**Written task**:
Output every line exactly as written. Leave out pictures.

[Begin]

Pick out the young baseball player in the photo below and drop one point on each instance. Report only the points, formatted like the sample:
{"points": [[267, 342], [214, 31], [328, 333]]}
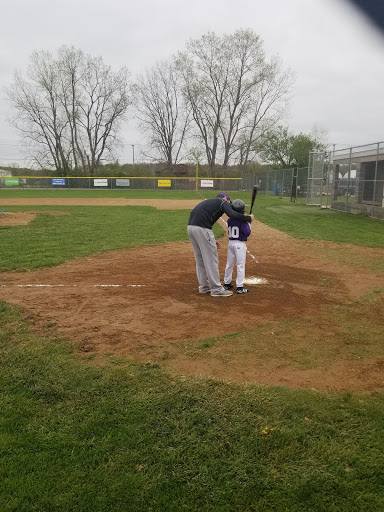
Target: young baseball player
{"points": [[238, 233]]}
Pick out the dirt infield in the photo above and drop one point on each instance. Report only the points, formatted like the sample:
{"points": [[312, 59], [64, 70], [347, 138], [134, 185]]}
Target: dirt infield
{"points": [[156, 313]]}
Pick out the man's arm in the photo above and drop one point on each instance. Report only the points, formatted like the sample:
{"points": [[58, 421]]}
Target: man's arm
{"points": [[236, 215]]}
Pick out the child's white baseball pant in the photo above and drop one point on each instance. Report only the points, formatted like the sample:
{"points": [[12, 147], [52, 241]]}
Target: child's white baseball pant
{"points": [[237, 252]]}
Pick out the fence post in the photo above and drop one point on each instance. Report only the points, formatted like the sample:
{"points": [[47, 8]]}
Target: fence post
{"points": [[375, 182]]}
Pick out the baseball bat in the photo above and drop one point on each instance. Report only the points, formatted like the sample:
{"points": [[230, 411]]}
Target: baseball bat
{"points": [[254, 193]]}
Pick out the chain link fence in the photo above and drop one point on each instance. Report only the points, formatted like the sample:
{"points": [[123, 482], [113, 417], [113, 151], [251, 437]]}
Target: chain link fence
{"points": [[354, 180], [123, 183]]}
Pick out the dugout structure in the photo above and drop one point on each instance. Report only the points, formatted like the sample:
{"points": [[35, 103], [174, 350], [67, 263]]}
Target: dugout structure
{"points": [[354, 179]]}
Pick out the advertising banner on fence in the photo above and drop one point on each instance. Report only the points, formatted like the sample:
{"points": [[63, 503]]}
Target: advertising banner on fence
{"points": [[163, 183], [58, 181], [206, 183], [100, 182], [122, 183], [11, 182]]}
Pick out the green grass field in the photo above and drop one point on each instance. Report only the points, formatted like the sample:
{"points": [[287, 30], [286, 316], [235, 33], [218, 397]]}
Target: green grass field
{"points": [[129, 437]]}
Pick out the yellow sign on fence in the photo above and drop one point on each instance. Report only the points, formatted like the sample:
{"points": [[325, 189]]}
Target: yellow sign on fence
{"points": [[163, 183]]}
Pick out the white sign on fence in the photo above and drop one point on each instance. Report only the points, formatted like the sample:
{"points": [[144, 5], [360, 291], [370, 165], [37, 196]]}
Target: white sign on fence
{"points": [[100, 183], [122, 182]]}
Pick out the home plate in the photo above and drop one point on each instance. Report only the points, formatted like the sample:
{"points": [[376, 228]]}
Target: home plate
{"points": [[255, 280]]}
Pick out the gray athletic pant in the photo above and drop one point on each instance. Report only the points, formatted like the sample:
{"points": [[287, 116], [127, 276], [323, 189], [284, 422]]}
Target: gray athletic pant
{"points": [[207, 260]]}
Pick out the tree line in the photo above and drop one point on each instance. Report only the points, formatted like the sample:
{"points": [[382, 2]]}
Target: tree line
{"points": [[219, 102]]}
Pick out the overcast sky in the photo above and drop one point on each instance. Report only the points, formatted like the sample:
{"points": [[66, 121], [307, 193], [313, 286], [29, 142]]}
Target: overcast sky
{"points": [[336, 55]]}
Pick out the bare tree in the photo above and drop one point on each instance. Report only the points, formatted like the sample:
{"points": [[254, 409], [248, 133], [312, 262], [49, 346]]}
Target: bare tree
{"points": [[162, 113], [69, 109], [234, 92]]}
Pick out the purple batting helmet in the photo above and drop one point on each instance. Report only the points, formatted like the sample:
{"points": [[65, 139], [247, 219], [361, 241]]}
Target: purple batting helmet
{"points": [[222, 195]]}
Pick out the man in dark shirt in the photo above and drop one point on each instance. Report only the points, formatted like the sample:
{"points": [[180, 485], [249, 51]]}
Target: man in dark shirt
{"points": [[200, 233]]}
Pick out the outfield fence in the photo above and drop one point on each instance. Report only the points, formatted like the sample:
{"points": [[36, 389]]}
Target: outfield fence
{"points": [[122, 183], [285, 183]]}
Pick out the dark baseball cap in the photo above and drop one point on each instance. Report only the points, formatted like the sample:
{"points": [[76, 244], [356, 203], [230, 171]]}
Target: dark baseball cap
{"points": [[224, 195]]}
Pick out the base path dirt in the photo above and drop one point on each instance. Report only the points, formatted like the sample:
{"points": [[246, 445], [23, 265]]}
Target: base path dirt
{"points": [[143, 304]]}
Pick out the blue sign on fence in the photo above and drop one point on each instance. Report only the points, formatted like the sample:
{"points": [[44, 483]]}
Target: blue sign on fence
{"points": [[58, 181]]}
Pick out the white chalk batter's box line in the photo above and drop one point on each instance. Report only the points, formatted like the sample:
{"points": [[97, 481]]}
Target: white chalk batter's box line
{"points": [[71, 285]]}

[End]

**Complete response**:
Pick out the young baseball player in the photo below and drop one point on each instance. Report only the points, formatted like the sample:
{"points": [[267, 342], [214, 31], [328, 333]]}
Target: young baseball player
{"points": [[238, 233]]}
Pick out the dirt infield in the photo above and drop one point on each instance. Report only the points, formatted like the sample:
{"points": [[312, 59], [64, 70], [347, 138], [134, 185]]}
Target: dirt infield
{"points": [[156, 313]]}
Pick out the man's arm in the photo above and drop one point on each instance. Report only the points, formatted like the sample:
{"points": [[58, 421]]}
Target: man's arm
{"points": [[236, 215]]}
Pick out the child's white baseball pant in the photo above and drop one point on each instance. Report only the points, formatted like the sample:
{"points": [[12, 147], [52, 241]]}
Target: child's white baseball pant
{"points": [[237, 252]]}
Pick out the fence post in the photo above and drop one point on each instance. Report only the points, formatted like the sample:
{"points": [[47, 8]]}
Target: fence post
{"points": [[375, 182]]}
Pick out the baseball bat in the photo above and drop one point on each instance. Report only the points, formatted like the sample:
{"points": [[230, 411]]}
Target: baseball bat
{"points": [[254, 193]]}
Pick out the chain link fence in the photo above and drop one point on each instance. Report only the points, formatted like the sample:
{"points": [[123, 482], [113, 417], [113, 151], [251, 437]]}
Target: chain link fence
{"points": [[354, 180], [123, 183]]}
Pick out the dugout structure in the photo above and drop one point on each instance. Report only the points, formatted like the sample:
{"points": [[35, 103], [174, 350], [67, 263]]}
Target: dugout structure
{"points": [[354, 179]]}
Pick out the advertising banner on fence in the photo above and drop one point on each instance. Report only the points, formatted like the sample:
{"points": [[63, 503]]}
Target: advertising banner on fence
{"points": [[163, 183], [58, 181], [206, 183], [100, 182], [122, 183], [11, 182]]}
Pick out the green grass field in the photo above and drop one point on each instance. Report only the points, formatted like the sample:
{"points": [[287, 30], [286, 316], [235, 33], [218, 397]]}
Target: green grass field
{"points": [[129, 437]]}
Pick out the yellow sign on fence in the photo above and drop one point on each instance. Report only the points, formatted like the sample:
{"points": [[325, 189]]}
Target: yellow sign on fence
{"points": [[163, 183]]}
Pick out the white sign on fence in the photo above and drop one point on each instance. Report only the points, formatted like the sample:
{"points": [[144, 5], [360, 291], [370, 165], [37, 196]]}
Target: white sign on fence
{"points": [[100, 183], [122, 182]]}
Pick out the home plate in the photo above and drop one point on each instance. Report only the points, formatted like the sample:
{"points": [[376, 228]]}
Target: home plate
{"points": [[255, 280]]}
Pick out the gray athletic pant in the photo above and drop one point on each instance. Report only the points, formatted like the sample:
{"points": [[287, 116], [127, 276], [323, 189], [284, 422]]}
Target: gray athletic pant
{"points": [[207, 260]]}
Pick out the tree line in the photo above and drop one point on each instance. Report only the points, formatted like the sample:
{"points": [[382, 2]]}
Target: tree line
{"points": [[219, 102]]}
Pick out the overcast sky in the photo above and drop one point on each instance. Report only the points, formatted like the sample:
{"points": [[66, 121], [307, 193], [313, 286], [29, 142]]}
Target: overcast sky
{"points": [[336, 55]]}
Pick out the bare tree in the photo above and drop one point on each instance. Report only the points, formatted like the sample:
{"points": [[254, 409], [248, 133], [312, 262], [49, 346]]}
Target: bare tree
{"points": [[162, 113], [69, 109], [234, 92]]}
Pick out the purple batting helmet in the photo above and drop one point on each instance. Report only the points, formatted like the sample:
{"points": [[65, 139], [247, 219], [361, 241]]}
Target: purple batting helmet
{"points": [[222, 195]]}
Pick out the man in dark shirt in the photo above and drop one point on each instance. Report only the points, formatted like the sample:
{"points": [[180, 485], [249, 51]]}
Target: man in dark shirt
{"points": [[200, 233]]}
Pick out the outfield fence in the photo above and drop one point on each instance. Report only the points, formatted like the sample:
{"points": [[36, 389]]}
Target: outfield fence
{"points": [[122, 183], [285, 183]]}
Pick out the dark baseball cap in the photo above and drop one point on each instance. Report only the points, formatted like the sample:
{"points": [[76, 244], [356, 203], [230, 171]]}
Target: dark baseball cap
{"points": [[224, 195]]}
Pick out the base path dirt in the photo above and drop one point on each instance. Report only the points, formatted like the sample:
{"points": [[246, 445], [23, 265]]}
Target: base path dirt
{"points": [[143, 304]]}
Pick out the blue sign on fence in the photo above and drop one point on each instance. Report only the points, formatted like the sample:
{"points": [[44, 483]]}
Target: blue sign on fence
{"points": [[58, 181]]}
Pick out the white chalk batter's box line in the photo above and drop one point on each instance. Report only the points, formatted like the sample:
{"points": [[97, 481]]}
Target: white chalk batter's box line
{"points": [[71, 285]]}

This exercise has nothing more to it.